Sometimes You Feel Like A Nut, Sometimes You Don'T

John Freeman
\
4 min read
Share ::
Therapists would have a diagnostic field day with the cast of Holiday Reinhorn's debut short story collection, Big Cats. Some of the characters conjured here have anger management issues. Others are too sizzled by grief to see straight. All of them have substance abuse lurking in their backgrounds.

But as anyone who has been through analysis knows, identifying a problem sometimes just makes it worse. At the very least it can make you aware you're unable to stop. And so one after the other, the cast and crew of Big Cats pinwheel toward crack-ups, knowing all along their triggers have been set off.

Take for instance the hero in “Get Away from Me David.” After an earthquake rattles his place of work, Reinhorn's alcoholic bank manager begins to see visions of his dead wife. Somehow hearing his “sponsor” tell him over the phone that he is not alone doesn't help.

David is not the only damaged soul here trying to get by on compromised means. “My Name” features a Vietnam vet who starts up a relationship with a catatonic woman. The narrator of “Seashell” minces through the days, knowing deep down that his developmental disability cuts him off from the world. Sad to say, these are the most well-adjusted of the lot.

Unlike David Foster Wallace, who sometimes sneers at the loners and misfits he brings to life, Reinhorn treats her characters with fairness and dignity. She does not describe their ailments with Excessive Capitalization, for example, nor does she coat them with a blanket of irony.

This allows their problems to rise to the fore. What exactly is appropriate about turning a dead child's room into a shrine, wonders the grieving mother in “Good to Hear You.” In “The Heights,” a tipsy woman swerves into another inappropriate story about her husband's philandering. Her social gaffe is made all the more cringe-worthy by the fact that her husband is sitting right next to her, incapacitated by a stroke.

It bears mentioning that although Reinhorn saddles her big cats up with the big problems, she also leavens the rodeo with big-time humor. If you don't laugh aloud at least once while reading this collection I think there's a chance you do in fact need medication. Just take a gander at this zingy, zippy first line:

“If you're wondering what I'm doing in Junie Greenough's covered pickup on the shoulder of a public highway, with a cooler full of Viennese horse sperm locked in the back, well, that would be today's very good question.”

Not all of Reinhorn's stories find the right balance between humor and cynicism, and a few do a downright belly flop in the process. “Golden Pioneers” and “Good to Hear You” both unfold in a removed first person voice that makes it difficult to tell whether you're supposed to care about the narrator or the protagonists of her stories.

This is a minor gaffe however in a very promising debut. For when Reinhorn is on—which is most of the time—she can spin a tale so strange and singular it has its own magnetic warble. Were it not for its cutesy title, the lead story would be a pitch-perfect riff on the casual brutality of our teenage years. And “Get Away From Me David” might just be the strangest thing to appear between two covers since George Saunders' “Civilwarland in Bad Decline.”

So readers beware. Read these stories with a squinty eye and an open heart, just don't expect to be unaffected. Cart them on to public transport and you might resemble one of its characters: a person sitting in public laughing at something imaginary—or in some cases crying.

Activity list ▸
(A) The review of Big Cats says one scene in "The Heights" is especially cringe-worthy. What does the review give as the reason?
(B) Repeat everything in the review of Big Cats from "Not all of Reinhorn's" down to "of her stories.".
(C) Answer these questions from the review of Big Cats:
(i) In "Get Away from Me David," what does the bank manager begin to see after the earthquake?
(ii) In "My Name," who does the Vietnam vet start a relationship with?
(iii) Which George Saunders story does the review compare "Get Away From Me David" to?

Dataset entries
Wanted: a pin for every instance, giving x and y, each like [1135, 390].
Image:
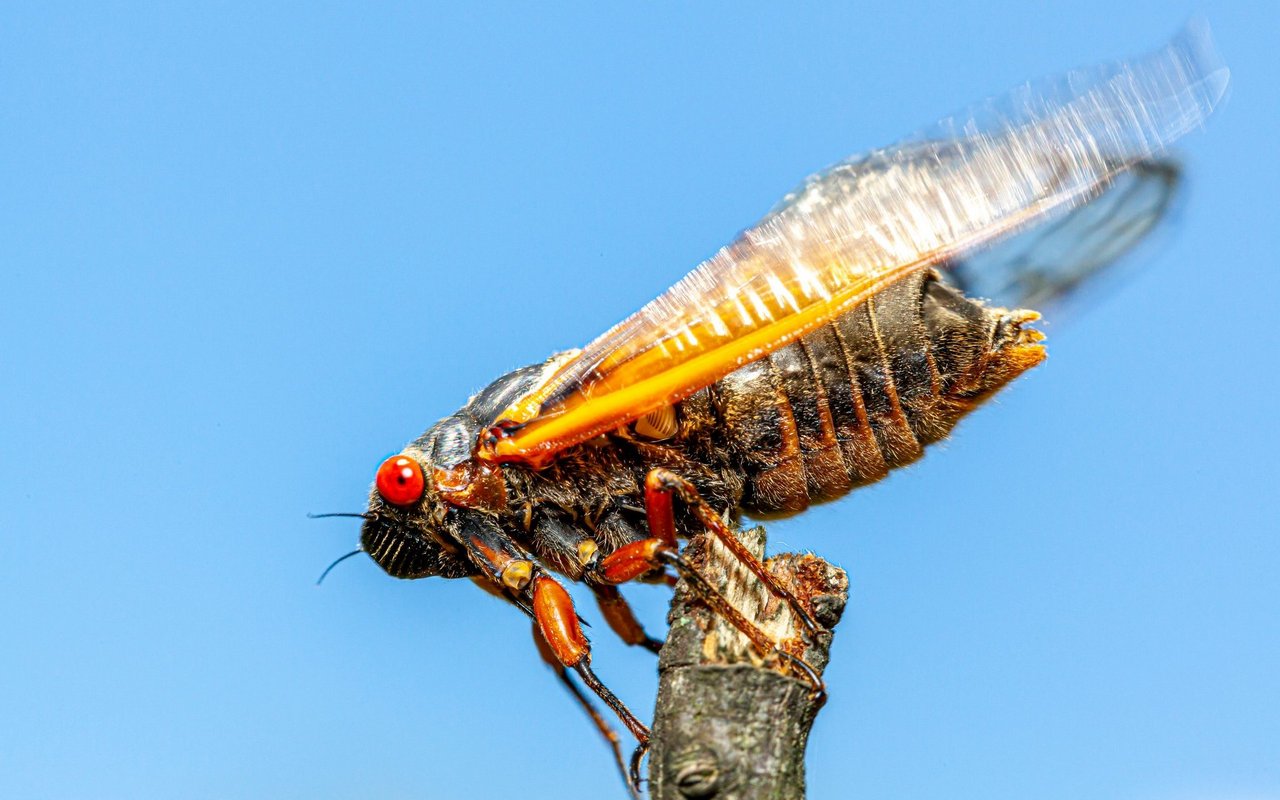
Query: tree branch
[728, 725]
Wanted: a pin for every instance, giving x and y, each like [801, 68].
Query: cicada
[827, 344]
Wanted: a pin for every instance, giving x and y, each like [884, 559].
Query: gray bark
[730, 725]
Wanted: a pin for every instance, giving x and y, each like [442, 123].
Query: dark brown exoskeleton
[817, 352]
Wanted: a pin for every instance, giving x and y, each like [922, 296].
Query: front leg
[636, 558]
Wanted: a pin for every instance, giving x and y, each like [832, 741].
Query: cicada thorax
[808, 423]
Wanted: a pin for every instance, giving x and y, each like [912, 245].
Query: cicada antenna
[338, 561]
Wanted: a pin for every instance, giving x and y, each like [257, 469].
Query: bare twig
[727, 722]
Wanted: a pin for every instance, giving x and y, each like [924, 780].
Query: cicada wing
[1048, 263]
[860, 225]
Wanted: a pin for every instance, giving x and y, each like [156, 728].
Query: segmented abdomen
[855, 398]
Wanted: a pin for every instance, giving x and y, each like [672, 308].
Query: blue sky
[246, 252]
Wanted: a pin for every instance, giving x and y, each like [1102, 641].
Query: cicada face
[406, 529]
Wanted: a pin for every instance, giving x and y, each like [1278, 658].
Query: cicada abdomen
[865, 393]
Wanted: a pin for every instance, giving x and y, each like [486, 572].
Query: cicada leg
[611, 736]
[508, 571]
[636, 558]
[622, 621]
[562, 632]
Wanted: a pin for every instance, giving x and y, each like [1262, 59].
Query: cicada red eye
[400, 480]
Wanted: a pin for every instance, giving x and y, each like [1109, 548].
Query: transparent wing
[860, 225]
[1047, 263]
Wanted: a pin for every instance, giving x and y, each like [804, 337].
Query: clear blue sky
[245, 254]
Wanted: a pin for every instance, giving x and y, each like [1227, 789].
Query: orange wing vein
[849, 232]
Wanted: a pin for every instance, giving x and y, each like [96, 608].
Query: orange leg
[636, 558]
[661, 484]
[611, 736]
[561, 630]
[622, 620]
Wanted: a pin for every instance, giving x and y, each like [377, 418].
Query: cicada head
[405, 526]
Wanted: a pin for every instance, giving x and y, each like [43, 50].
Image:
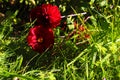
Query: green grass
[96, 58]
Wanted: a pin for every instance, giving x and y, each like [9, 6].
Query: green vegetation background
[75, 58]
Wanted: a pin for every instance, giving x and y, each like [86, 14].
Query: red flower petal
[46, 14]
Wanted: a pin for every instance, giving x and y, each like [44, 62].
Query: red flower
[40, 38]
[46, 14]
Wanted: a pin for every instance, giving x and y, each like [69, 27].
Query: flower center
[40, 40]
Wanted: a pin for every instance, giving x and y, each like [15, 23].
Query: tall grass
[94, 58]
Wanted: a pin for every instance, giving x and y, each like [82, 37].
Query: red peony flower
[40, 38]
[46, 14]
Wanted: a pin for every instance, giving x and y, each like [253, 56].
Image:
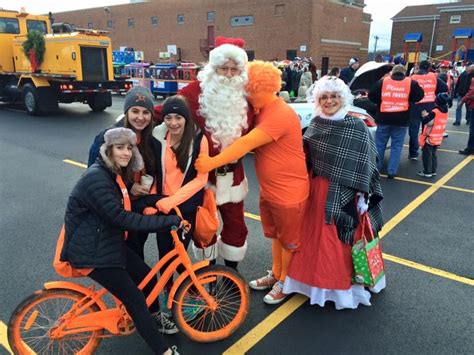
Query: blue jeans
[397, 136]
[470, 142]
[459, 106]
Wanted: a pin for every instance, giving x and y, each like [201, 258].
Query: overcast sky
[381, 10]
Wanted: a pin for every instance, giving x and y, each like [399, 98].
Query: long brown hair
[182, 151]
[145, 144]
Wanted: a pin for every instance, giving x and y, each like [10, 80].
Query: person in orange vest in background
[393, 96]
[430, 139]
[445, 75]
[432, 85]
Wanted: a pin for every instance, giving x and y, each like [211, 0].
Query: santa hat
[228, 48]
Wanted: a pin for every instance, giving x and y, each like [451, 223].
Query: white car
[367, 75]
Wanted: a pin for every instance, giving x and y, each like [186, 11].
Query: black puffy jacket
[95, 221]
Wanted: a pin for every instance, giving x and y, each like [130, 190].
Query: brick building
[329, 31]
[436, 23]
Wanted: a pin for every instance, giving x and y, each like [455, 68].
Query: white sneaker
[165, 324]
[276, 295]
[264, 282]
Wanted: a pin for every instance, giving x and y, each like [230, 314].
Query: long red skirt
[323, 261]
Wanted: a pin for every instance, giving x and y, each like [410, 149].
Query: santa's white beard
[224, 107]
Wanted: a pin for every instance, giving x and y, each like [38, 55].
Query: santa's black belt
[224, 169]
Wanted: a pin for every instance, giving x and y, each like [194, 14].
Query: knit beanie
[353, 60]
[175, 104]
[139, 96]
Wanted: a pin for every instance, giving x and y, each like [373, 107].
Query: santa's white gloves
[362, 204]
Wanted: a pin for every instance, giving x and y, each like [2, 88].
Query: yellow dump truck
[77, 65]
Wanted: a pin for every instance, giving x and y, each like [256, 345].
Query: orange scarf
[127, 204]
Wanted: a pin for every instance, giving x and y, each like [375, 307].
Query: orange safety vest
[428, 82]
[395, 94]
[434, 134]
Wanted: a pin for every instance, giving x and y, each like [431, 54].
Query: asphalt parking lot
[428, 247]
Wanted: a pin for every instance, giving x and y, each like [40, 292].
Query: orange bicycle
[65, 317]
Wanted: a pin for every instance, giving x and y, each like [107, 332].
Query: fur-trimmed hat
[228, 48]
[353, 60]
[122, 135]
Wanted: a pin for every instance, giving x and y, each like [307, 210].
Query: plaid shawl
[343, 152]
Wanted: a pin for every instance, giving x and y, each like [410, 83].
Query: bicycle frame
[116, 320]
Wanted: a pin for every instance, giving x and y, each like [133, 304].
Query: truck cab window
[9, 25]
[36, 25]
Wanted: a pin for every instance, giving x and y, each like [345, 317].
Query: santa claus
[219, 105]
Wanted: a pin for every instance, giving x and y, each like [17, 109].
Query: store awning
[413, 37]
[462, 33]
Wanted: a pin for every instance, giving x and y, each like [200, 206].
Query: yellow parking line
[266, 326]
[458, 189]
[408, 209]
[440, 150]
[75, 163]
[431, 184]
[4, 337]
[460, 132]
[429, 269]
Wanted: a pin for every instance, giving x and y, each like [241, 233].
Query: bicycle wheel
[38, 314]
[231, 293]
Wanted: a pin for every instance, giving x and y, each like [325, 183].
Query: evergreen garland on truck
[34, 48]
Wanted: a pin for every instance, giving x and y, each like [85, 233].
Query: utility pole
[375, 45]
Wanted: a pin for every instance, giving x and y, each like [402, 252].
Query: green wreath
[35, 42]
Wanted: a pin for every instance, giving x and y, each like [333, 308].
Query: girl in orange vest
[430, 139]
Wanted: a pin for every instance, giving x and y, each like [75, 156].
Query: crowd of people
[329, 177]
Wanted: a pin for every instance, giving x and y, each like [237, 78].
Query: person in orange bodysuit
[281, 170]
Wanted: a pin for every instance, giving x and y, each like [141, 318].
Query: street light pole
[375, 45]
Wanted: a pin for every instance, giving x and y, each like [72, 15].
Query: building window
[455, 19]
[241, 20]
[279, 10]
[210, 16]
[290, 54]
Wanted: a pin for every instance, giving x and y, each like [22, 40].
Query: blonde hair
[331, 84]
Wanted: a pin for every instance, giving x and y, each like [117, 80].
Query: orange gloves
[150, 211]
[254, 139]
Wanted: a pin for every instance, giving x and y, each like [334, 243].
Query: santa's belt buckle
[222, 170]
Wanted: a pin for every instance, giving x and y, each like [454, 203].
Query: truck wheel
[30, 98]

Solutions by task ▸
(A) The tipsy woman tells another inappropriate story about her husband's philandering while he is sitting right next to her. He has had a stroke and can't do anything about it.

(B)
Not all of Reinhorn's stories find the right balance between humor and cynicism, and a few do a downright belly flop in the process. “Golden Pioneers” and “Good to Hear You” both unfold in a removed first person voice that makes it difficult to tell whether you're supposed to care about the narrator or the protagonists of her stories.

(C)
(i) Visions of his dead wife.
(ii) A catatonic woman.
(iii) "Civilwarland in Bad Decline."